What is required:
Turn every line of the rows below into a single JSON list of strings, with one string per line and blank lines left out.

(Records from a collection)
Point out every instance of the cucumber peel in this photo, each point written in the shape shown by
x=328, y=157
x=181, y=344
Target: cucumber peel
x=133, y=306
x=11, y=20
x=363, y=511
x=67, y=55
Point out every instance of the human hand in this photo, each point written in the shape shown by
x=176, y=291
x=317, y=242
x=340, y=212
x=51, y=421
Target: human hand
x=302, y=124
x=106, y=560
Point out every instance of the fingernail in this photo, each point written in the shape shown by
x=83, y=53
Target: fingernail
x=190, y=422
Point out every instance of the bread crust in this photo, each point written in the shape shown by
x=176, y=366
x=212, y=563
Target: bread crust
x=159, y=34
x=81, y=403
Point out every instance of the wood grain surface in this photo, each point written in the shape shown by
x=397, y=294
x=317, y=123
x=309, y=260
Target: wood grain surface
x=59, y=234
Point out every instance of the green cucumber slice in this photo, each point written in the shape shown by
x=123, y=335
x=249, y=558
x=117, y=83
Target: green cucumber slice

Result below:
[
  "Point out every instance of the cucumber peel in this photo, each point written in the shape shown by",
  "x=328, y=157",
  "x=181, y=344",
  "Target: cucumber peel",
  "x=133, y=306",
  "x=11, y=20",
  "x=363, y=511",
  "x=67, y=55",
  "Point out every instance of the human hand in this photo, each point written in the shape shown by",
  "x=176, y=291",
  "x=317, y=242",
  "x=340, y=212",
  "x=51, y=421",
  "Target: human hand",
  "x=302, y=124",
  "x=106, y=560",
  "Point out every instance of the fingernail in this photo, each point written in the shape shown by",
  "x=83, y=53",
  "Target: fingernail",
  "x=190, y=422",
  "Point out every instance of the bread crust in this photo, each point written in the shape shown by",
  "x=176, y=366",
  "x=212, y=563",
  "Target: bread crust",
  "x=159, y=34",
  "x=81, y=403",
  "Point out every instance of the wood grain surface in this photo, each point written in the shape shown by",
  "x=397, y=294",
  "x=317, y=123",
  "x=309, y=260",
  "Target: wood grain surface",
  "x=59, y=234",
  "Point out every instance of the green cucumber slice in this photo, each point written in the shape shown by",
  "x=123, y=335",
  "x=249, y=558",
  "x=117, y=83",
  "Target: green cucumber slice"
]